═════ Texto de partida

Por Salvador Hernández González
Revista Guadalcanal año2005
La ermita de
San Benito debió jugar desde fechas tempranas un importante papel en la
religiosidad popular de Guadalcanal, al convertirse en lugar de peregrinación y
escenario de distintas celebraciones festivas. En este sentido, ya vimos como la Visita de 1494 recoge la
existencia de un aposento destinado al alojamiento de los que venían a pasar la
noche en vela en la ermita entregados al culto. Esta práctica de las veladas nocturnas
parece que iba acompañada de un comportamiento poco decoroso de los devotos, lo
que unido al exceso en la comida y la bebida daba lugar a situaciones muy poco
edificantes. Para remediar estos males, presentes en otras manifestaciones de
la religiosidad popular de aquellos siglos, la autoridad eclesiástica efectuaba
continuas llamadas a la observancia de un comportamiento correcto y digno de un
fiel cristiano. En esta línea y para el caso que nos ocupa, en la Visita de 1575 los
visitadores dejaron ordenado que cesasen “ las juntas en las iglesias y
ermitas, que el vulgo llamada veladas, por los grandes inconvenientes que de
esto han sucedido “. Tales inconvenientes eran desde luego la relajación de
la moral y la perversión de costumbres, que acababan convirtiendo las devociones
en “ chocarrerías grandes y deshonestidades feas “. Por ello conminaron
al mayordomo Pedro de Ortega a que cerrase la ermita a la puesta del sol y no la
abriese hasta el día siguiente ya amanecido, “de tal manera que por ningún
caso mujer alguna pueda entrar puesto el sol en la dicha ermita en ningún
tiempo a rezar ni otra cosa, ni quedarse dentro con ocasión de velar mujer ni
hombre “. Esta advertencia cobraba especial valor para la celebración de la
festividad de San Benito y su octava, días en los que la afluencia de fieles
cobraba especial incremento. Por ello y para disuadir de su estancia a los devotos
huéspedes adictos a hacer noche en la ermita, los visitadores determinaron
eliminar la chimenea que estaba en la hospedería, con lo cual se restaban
atractivos a estas polémicas veladas nocturnas.

══════════
═════ Datos proporcionados

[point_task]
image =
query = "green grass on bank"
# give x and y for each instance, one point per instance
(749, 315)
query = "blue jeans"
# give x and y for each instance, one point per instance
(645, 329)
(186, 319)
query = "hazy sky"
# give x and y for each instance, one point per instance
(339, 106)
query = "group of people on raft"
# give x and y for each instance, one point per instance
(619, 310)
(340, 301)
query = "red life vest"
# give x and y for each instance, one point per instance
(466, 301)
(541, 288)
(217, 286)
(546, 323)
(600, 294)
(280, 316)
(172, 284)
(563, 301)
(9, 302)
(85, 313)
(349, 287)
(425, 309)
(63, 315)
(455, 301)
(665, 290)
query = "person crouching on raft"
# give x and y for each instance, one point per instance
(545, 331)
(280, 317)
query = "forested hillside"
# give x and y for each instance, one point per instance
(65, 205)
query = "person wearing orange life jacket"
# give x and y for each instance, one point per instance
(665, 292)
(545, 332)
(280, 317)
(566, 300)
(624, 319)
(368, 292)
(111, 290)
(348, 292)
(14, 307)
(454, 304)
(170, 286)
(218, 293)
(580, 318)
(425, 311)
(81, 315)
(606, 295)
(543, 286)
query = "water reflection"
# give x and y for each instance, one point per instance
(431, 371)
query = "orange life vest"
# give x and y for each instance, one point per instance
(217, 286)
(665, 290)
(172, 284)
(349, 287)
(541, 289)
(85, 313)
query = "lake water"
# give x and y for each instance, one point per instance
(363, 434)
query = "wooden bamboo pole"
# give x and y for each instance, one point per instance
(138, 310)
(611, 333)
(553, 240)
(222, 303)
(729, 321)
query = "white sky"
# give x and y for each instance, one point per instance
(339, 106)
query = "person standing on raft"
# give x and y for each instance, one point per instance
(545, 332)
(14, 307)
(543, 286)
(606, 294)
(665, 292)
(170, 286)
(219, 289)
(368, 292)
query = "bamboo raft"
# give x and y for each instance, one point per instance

══════════

__Lo que se pide__
Indica si cada afirmación concuerda con el texto sobre la ermita de San Benito y responde sí o no, citando literalmente las palabras del texto que lo deciden.
1. La Visita de 1494 recoge un aposento para alojar a quienes pasaban la noche en vela en la ermita.
2. Los visitadores ordenaron al mayordomo cerrar la ermita al mediodía.
3. Los visitadores decidieron quitar la chimenea de la hospedería.
Las entradas son un material independiente del texto.

__Solución__
1. Sí: «la Visita de 1494 recoge la existencia de un aposento destinado al alojamiento de los que venían a pasar la noche en vela en la ermita».
2. No: «al mayordomo Pedro de Ortega a que cerrase la ermita a la puesta del sol».
3. Sí: «los visitadores determinaron eliminar la chimenea que estaba en la hospedería».